▶ WHAT YOU SHOULD DO: Write the records out again, keeping each line exactly as it is.

▶ Saved entries:
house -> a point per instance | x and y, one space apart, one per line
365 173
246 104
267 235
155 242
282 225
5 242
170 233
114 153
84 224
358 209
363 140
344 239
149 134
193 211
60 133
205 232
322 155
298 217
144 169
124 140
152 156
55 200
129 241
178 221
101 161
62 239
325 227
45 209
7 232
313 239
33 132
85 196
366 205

▶ SOLVED EXERCISE:
house -> a point per instance | x and y, one space apart, one per line
365 173
246 104
267 235
155 242
282 225
5 242
170 233
114 153
84 224
358 209
363 140
344 239
149 134
193 211
60 133
205 232
322 155
298 217
144 169
124 140
152 156
55 200
129 241
178 221
101 161
62 239
325 227
45 209
7 232
313 239
33 132
85 196
366 205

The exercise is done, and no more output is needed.